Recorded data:
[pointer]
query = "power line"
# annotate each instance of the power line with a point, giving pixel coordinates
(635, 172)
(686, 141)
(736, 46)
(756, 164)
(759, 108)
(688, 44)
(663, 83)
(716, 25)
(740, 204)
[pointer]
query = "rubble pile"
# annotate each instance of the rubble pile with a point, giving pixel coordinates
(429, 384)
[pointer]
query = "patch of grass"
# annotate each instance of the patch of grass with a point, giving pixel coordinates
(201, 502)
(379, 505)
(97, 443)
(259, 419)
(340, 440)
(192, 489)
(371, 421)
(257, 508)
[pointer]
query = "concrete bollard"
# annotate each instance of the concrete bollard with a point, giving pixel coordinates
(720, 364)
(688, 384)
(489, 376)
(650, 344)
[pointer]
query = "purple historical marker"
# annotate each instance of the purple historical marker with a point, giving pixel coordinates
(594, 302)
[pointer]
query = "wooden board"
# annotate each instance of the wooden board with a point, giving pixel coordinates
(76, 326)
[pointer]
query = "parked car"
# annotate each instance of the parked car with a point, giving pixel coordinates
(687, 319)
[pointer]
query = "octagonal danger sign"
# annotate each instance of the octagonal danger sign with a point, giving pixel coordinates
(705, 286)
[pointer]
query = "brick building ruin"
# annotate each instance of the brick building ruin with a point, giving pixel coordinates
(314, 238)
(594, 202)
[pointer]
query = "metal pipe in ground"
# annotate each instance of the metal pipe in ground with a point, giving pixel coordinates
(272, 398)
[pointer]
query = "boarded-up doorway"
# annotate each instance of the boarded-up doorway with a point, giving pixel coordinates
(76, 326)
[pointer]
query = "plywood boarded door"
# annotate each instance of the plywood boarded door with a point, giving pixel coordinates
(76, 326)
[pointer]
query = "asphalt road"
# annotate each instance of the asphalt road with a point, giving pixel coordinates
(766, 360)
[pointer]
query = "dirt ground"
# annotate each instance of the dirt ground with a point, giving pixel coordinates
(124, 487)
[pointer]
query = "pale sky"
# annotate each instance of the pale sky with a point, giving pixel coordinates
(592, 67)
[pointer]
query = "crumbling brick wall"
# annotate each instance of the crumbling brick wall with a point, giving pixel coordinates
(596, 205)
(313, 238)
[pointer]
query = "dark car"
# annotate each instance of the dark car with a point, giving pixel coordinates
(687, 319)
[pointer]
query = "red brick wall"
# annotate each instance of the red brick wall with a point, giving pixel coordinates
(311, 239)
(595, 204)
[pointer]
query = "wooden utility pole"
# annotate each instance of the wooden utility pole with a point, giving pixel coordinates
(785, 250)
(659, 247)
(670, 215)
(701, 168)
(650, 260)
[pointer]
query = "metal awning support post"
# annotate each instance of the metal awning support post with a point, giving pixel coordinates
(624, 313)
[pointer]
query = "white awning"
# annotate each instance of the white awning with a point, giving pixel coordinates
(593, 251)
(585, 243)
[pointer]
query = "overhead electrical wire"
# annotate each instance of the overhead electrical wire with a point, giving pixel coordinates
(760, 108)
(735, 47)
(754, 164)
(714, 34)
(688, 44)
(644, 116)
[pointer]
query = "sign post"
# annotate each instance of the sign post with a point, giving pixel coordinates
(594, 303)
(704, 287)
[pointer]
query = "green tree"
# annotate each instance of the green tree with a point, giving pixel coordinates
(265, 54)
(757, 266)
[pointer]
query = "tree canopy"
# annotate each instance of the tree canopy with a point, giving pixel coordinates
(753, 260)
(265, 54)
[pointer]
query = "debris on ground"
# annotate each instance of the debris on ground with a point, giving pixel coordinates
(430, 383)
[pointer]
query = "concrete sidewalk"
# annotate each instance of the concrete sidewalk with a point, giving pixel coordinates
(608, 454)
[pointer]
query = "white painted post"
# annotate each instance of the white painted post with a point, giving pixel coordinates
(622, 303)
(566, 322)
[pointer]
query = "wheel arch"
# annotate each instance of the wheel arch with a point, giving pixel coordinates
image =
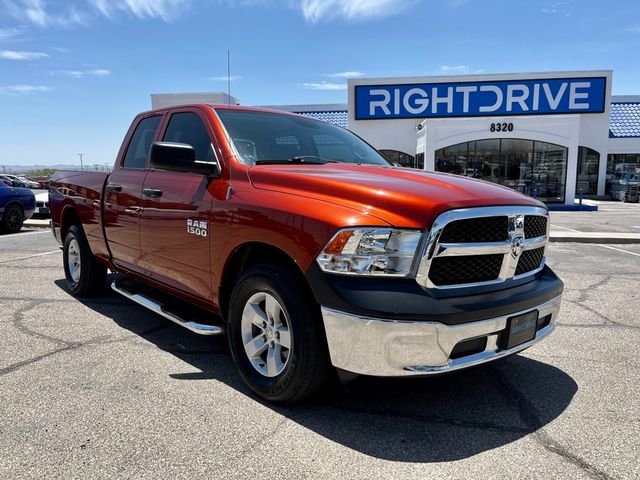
(248, 255)
(68, 218)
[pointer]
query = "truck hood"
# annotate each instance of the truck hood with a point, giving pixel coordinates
(400, 196)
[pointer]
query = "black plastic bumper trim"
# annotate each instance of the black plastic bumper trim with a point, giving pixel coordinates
(404, 299)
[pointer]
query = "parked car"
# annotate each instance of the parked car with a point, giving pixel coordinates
(307, 248)
(32, 184)
(42, 205)
(18, 181)
(11, 181)
(17, 204)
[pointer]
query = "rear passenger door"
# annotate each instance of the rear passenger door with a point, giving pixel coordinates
(174, 226)
(123, 196)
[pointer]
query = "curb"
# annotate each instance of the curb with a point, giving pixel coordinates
(36, 224)
(596, 237)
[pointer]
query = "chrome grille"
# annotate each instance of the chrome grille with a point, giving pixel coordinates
(466, 269)
(529, 260)
(483, 246)
(535, 226)
(474, 230)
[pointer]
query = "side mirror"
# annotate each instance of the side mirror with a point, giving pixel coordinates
(180, 157)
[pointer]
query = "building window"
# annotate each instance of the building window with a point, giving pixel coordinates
(538, 169)
(615, 171)
(403, 159)
(587, 176)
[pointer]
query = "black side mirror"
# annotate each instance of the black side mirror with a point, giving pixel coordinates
(180, 157)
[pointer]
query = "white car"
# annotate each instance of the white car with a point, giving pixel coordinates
(42, 205)
(30, 183)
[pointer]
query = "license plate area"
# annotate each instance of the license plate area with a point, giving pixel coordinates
(520, 329)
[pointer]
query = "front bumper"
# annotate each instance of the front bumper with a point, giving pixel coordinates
(387, 347)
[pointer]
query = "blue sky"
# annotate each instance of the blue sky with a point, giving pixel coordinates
(74, 73)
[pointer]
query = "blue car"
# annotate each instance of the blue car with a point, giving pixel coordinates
(16, 206)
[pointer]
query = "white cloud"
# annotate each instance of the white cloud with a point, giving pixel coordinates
(163, 9)
(13, 55)
(456, 70)
(352, 10)
(558, 7)
(38, 13)
(224, 78)
(23, 89)
(325, 86)
(95, 72)
(352, 74)
(11, 33)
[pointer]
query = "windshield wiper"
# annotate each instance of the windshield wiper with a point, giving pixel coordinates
(303, 159)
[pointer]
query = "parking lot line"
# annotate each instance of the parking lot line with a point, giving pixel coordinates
(565, 228)
(618, 249)
(4, 237)
(30, 256)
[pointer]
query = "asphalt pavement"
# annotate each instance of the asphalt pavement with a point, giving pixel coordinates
(101, 388)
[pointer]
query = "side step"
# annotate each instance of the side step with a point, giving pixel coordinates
(154, 306)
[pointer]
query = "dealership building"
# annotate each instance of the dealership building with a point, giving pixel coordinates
(551, 135)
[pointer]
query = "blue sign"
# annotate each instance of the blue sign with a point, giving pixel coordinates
(481, 99)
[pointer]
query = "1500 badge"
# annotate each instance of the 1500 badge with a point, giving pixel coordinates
(197, 227)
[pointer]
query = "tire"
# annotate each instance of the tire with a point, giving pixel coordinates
(85, 276)
(12, 219)
(286, 358)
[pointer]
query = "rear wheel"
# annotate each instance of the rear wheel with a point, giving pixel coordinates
(85, 276)
(12, 219)
(276, 336)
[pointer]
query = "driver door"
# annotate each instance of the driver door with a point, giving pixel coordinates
(174, 227)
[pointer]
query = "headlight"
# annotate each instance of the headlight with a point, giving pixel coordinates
(370, 251)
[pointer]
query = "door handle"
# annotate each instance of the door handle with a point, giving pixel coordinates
(152, 192)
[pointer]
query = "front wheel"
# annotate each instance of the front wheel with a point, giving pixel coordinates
(85, 276)
(276, 336)
(12, 219)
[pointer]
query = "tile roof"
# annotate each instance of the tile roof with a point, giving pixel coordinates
(337, 117)
(624, 120)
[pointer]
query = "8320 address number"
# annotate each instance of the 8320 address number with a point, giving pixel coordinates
(501, 127)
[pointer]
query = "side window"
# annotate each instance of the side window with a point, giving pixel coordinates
(188, 128)
(140, 145)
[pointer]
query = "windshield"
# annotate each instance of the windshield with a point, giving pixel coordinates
(265, 137)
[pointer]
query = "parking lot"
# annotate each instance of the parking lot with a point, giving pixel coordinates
(101, 388)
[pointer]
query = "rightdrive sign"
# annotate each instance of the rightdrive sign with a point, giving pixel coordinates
(475, 99)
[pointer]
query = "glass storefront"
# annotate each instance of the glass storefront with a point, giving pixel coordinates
(538, 169)
(614, 167)
(587, 177)
(404, 159)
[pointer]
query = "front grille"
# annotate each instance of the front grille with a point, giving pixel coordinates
(465, 269)
(529, 260)
(476, 230)
(484, 245)
(535, 226)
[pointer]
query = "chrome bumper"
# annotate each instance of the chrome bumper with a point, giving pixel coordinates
(382, 347)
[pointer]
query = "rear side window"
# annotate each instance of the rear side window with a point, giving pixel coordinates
(140, 145)
(187, 127)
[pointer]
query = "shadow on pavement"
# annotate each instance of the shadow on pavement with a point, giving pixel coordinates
(434, 419)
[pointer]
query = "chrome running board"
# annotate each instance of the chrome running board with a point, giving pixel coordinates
(199, 328)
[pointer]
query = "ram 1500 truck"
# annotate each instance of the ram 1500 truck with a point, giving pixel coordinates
(307, 248)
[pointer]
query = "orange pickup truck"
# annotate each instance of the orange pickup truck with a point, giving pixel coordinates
(307, 248)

• [GIVEN EXERCISE]: Please identify each line in the records above that contains the word "electrical", and copy every such line in full.

• [RESULT OF THIS TASK]:
query = "overhead electrical wire"
# annotate each instance of the overhead electrical wire with a point, giving pixel coordinates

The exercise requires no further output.